WHAT YOU WILL DO
Write the listing out once more, with every line exactly as it stands.

RECORDS FOR THE TASK
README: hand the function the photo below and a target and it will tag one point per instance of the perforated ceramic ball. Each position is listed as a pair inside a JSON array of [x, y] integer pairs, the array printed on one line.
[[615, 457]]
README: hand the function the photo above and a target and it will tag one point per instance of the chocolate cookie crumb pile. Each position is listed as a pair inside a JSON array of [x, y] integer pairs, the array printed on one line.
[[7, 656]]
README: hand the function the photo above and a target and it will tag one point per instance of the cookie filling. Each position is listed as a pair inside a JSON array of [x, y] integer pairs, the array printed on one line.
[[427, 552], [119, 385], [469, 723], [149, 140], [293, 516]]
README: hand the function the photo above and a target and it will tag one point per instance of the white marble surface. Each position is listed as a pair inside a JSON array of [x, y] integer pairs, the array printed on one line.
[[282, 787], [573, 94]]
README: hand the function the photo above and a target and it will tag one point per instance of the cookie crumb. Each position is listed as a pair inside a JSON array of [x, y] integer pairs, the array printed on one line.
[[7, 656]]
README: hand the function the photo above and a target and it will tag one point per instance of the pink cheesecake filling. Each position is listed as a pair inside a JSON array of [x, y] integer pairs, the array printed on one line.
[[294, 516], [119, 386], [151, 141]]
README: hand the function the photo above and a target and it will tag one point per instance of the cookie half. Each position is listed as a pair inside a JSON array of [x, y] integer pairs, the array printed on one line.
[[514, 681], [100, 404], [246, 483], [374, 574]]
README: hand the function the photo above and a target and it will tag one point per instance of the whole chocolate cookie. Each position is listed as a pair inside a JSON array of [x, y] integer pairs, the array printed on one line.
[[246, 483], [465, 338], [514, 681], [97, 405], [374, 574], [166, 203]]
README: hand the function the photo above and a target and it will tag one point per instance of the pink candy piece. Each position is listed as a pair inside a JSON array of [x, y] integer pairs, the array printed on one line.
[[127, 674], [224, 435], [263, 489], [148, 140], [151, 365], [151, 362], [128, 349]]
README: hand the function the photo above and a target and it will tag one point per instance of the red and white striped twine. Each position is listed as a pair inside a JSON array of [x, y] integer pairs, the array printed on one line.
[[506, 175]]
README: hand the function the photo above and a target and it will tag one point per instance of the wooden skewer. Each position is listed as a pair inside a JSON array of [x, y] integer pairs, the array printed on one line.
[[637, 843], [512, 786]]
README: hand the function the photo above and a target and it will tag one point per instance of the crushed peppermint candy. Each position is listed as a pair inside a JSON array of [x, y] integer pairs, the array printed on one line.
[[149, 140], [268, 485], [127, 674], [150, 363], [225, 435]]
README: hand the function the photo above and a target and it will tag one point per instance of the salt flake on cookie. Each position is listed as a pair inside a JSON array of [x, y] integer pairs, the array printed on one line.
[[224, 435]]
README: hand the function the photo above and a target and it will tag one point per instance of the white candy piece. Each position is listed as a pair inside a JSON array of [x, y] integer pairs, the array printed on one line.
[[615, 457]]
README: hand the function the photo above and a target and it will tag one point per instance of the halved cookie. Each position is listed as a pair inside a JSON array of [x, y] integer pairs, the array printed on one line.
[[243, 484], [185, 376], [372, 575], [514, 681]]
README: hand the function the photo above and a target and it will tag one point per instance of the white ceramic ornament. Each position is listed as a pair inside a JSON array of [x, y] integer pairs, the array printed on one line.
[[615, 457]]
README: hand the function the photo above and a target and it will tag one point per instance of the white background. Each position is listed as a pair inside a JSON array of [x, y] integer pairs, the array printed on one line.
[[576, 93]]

TASK OUTPUT
README: hand the function the photo below and a target and it will tag one point per instance of the perforated ceramic ball. Each position is listed as a pair inside a JSON array of [x, y] integer pairs, the array printed on one line.
[[615, 457]]
README: hand the function the photo above and a target and it will tag one point per instance of the chocolate cookie crumb pile. Each position is listed as a pair inside a JSON array of [x, y] integer pairs, the array printed on one line.
[[7, 656]]
README: hand the function the photo above and a target and it will tag one point per instance of the cookie filling. Each position is listed as a pair inside a JSON array of [x, y] integer pairs, the array printed on one line.
[[427, 552], [119, 385], [469, 723], [149, 140], [293, 516]]
README: hand the function the photo above and a target and it will tag one point per instance of the white marble surface. Each position is listed as a pair inside a JSON array of [x, y] integer pairs, the array printed on one line.
[[282, 787], [573, 94]]
README: hand the function the photo above and a target and it will tag one point per instance of the cookie crumb. Each position is listed as a pair inside a JSON array of [x, y] integer pairs, the array printed on one line.
[[7, 656]]
README: hand the function the photo above and a target and it will tag one point per instance of the pink cheesecake filling. Each position is listed as a pair inside a JSON array of [x, y] integer pairs, the array printed on one line.
[[294, 516], [119, 386], [151, 141]]
README: hand the function the photo above and a target and it will tag one point per instance of the cookie half. Each position is listed as a pair inside a JSON array of [x, y] integer pairs, the array printed on one line.
[[514, 681], [100, 404], [246, 483], [374, 574]]
README: hand the function the photo above and a target and it will tag one point per instance of the whole chocolate cookie. Each position is listed as a pair inside a JSON array of [x, y] integer pairs, the array printed on one line.
[[246, 483], [465, 338], [514, 681], [97, 405], [374, 574], [166, 203]]
README: hand the function the photo above and a target and it will tag one point per instance of the pink candy piece. Each position is listed as a pair inside a JSON array of [x, y] integer pairs, the array printed on one line.
[[127, 674], [224, 435], [263, 489], [148, 140], [151, 365], [151, 362], [128, 349]]
README: hand the function the photo above and a target and it will tag one point per instance of the red and white striped twine. Each position is listed as a pair inside a JSON array of [x, y] integer pairs, the array printed on one line.
[[506, 175]]
README: hand the function the photo above and a target and it will tag one point per instance of the wooden skewer. Each position is listed as a pair inside a JSON array of [x, y] integer pairs, the array printed on one line.
[[637, 843], [512, 786]]
README: hand the function the photo above and a target and it will tag one point per instance of the crushed peppermint candy. Each position is listed as a pair inside a JSON array of [x, y] integer pairs, the array printed on one line.
[[149, 140], [268, 485], [127, 674], [150, 363], [225, 435]]
README: hand the function the photo above and a target and it will tag one point per instance of the salt flake on cookie. Each position is listed as a pair inside a JSON array of [x, y] integer pairs, the array printed on one line.
[[224, 435]]
README: hand the function the photo above and a target and it will tag one point per instance of the white candy piece. Each position is listed as a pair inside a JSON array of [x, y] integer pairs, the array printed on one line.
[[615, 457]]
README: hand the function the photo above and a target and it will tag one point per instance of the halved cookie. Each position is listed as a pair inside a JSON array of [x, y] integer pairs, the array printed on one line.
[[243, 484], [185, 376], [372, 575], [514, 681]]
README: hand the function the photo above and a target and it will tag one point per instance of the white ceramic ornament. Each position is listed as a pair inside a JSON array of [x, y] integer pairs, the array printed on one line.
[[615, 457]]
README: hand the function the photo above and a target and it will tag one point per instance of the white background. Each position is listed as a pair inside a JSON array of [x, y] integer pairs, the array printed on one line.
[[576, 93]]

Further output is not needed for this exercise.